- [What to produce]:
Filter the records down to the lines that hold the word "TARGET", and copy each of those lines.

- [Records for this exercise]:
● ● ●

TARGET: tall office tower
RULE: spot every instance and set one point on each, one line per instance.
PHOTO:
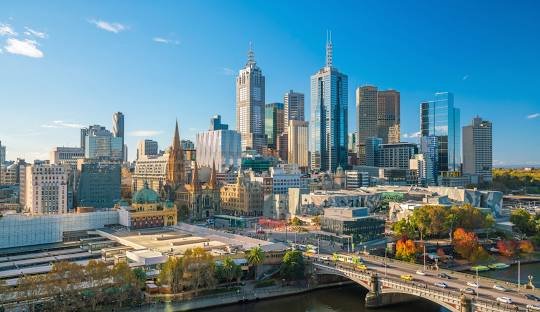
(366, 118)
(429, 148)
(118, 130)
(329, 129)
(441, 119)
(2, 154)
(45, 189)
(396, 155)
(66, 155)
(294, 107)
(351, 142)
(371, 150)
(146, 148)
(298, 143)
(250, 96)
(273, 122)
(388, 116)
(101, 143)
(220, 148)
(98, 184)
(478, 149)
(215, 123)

● ● ●

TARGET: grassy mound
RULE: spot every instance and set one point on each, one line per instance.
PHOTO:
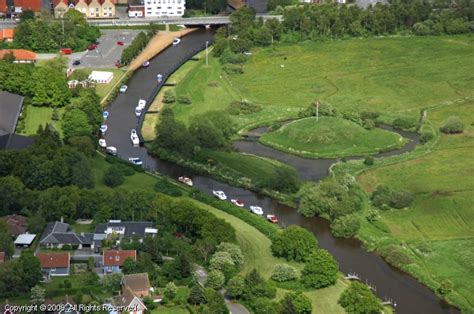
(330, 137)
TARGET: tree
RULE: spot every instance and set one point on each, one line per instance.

● ● ●

- [Reply to the task]:
TARGET: tall office tower
TARGET: grassy mound
TARGET: tree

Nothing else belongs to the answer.